Data supplied –
──────

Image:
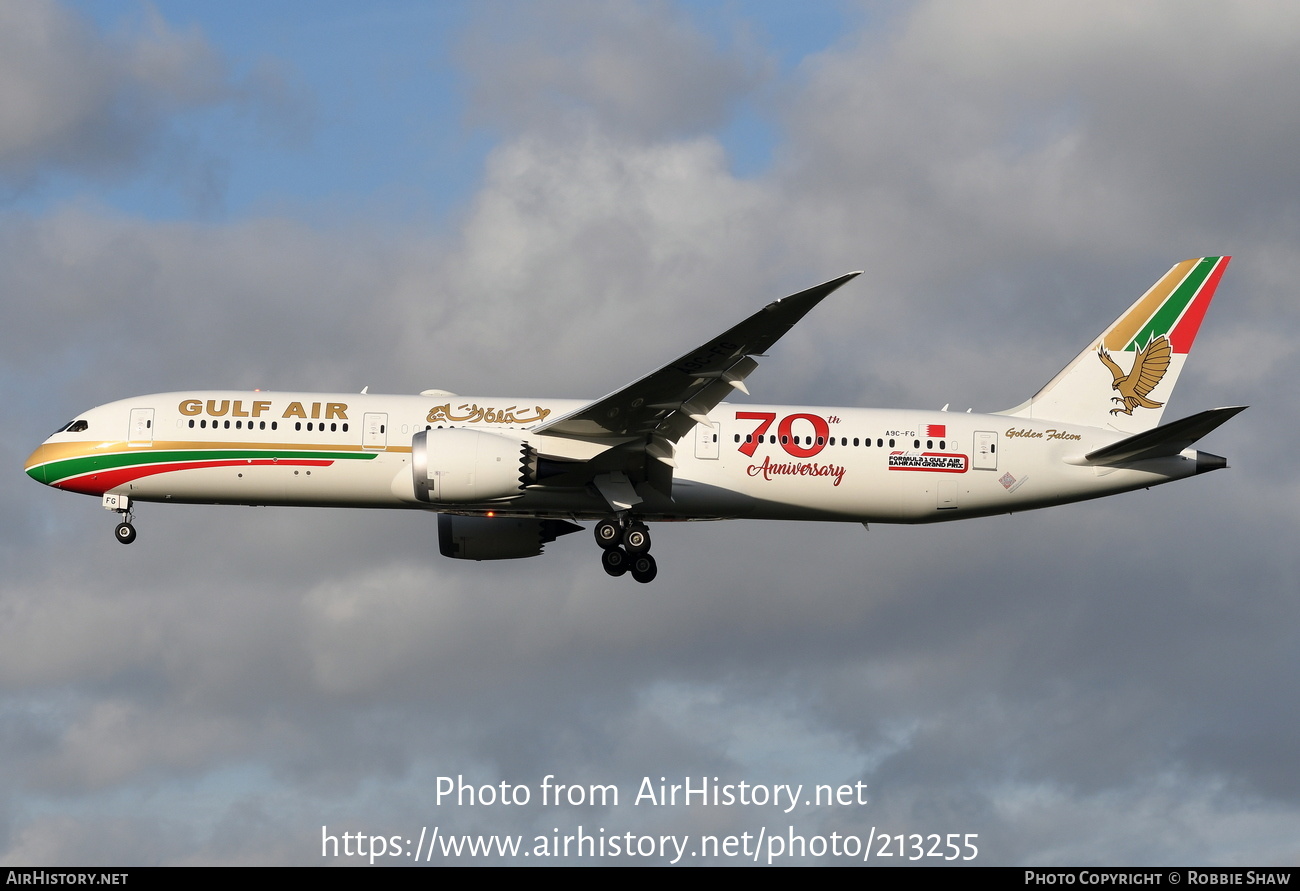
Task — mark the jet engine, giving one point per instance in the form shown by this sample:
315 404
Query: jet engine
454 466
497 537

──────

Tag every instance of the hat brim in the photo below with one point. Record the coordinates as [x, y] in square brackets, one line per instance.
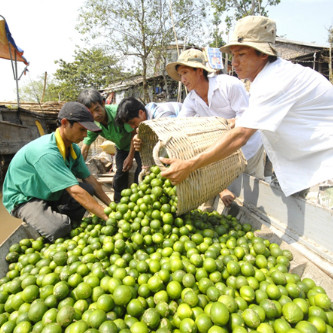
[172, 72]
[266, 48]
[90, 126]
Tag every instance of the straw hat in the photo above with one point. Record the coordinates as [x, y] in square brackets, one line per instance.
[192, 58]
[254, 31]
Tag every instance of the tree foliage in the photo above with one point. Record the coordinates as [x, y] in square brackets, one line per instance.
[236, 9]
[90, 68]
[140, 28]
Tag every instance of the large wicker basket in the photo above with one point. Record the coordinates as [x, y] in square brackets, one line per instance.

──────

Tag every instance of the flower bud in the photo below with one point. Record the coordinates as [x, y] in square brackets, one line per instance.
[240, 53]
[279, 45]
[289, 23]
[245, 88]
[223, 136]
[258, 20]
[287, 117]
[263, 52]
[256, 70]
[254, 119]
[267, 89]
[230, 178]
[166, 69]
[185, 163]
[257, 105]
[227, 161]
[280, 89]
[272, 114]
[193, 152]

──────

Task – Every line from the one with "Tag every instance of the hat" through the one with "Tag every instance of the large" is to be reproduced exactly as written above, and the pictures are to be dropped.

Answer to this exercise –
Tag every instance of the hat brim in the photo below with one point. Record the coordinates as [x, y] in square brackets, one line per instance.
[172, 72]
[266, 48]
[90, 126]
Tag every instance of the straw hat in the photo above with one point. Record the coordinates as [x, y] in square brackets, one line per instance.
[192, 58]
[254, 31]
Tag every instance of the tree foliage in the photo above with one point. Record the coordinates as [x, y] in square brackets, one line per instance.
[236, 9]
[90, 68]
[140, 28]
Tag every instance of the large wicker basket in the photo above with one point. Record the coordinates as [x, y] in square brackets, one line per instance.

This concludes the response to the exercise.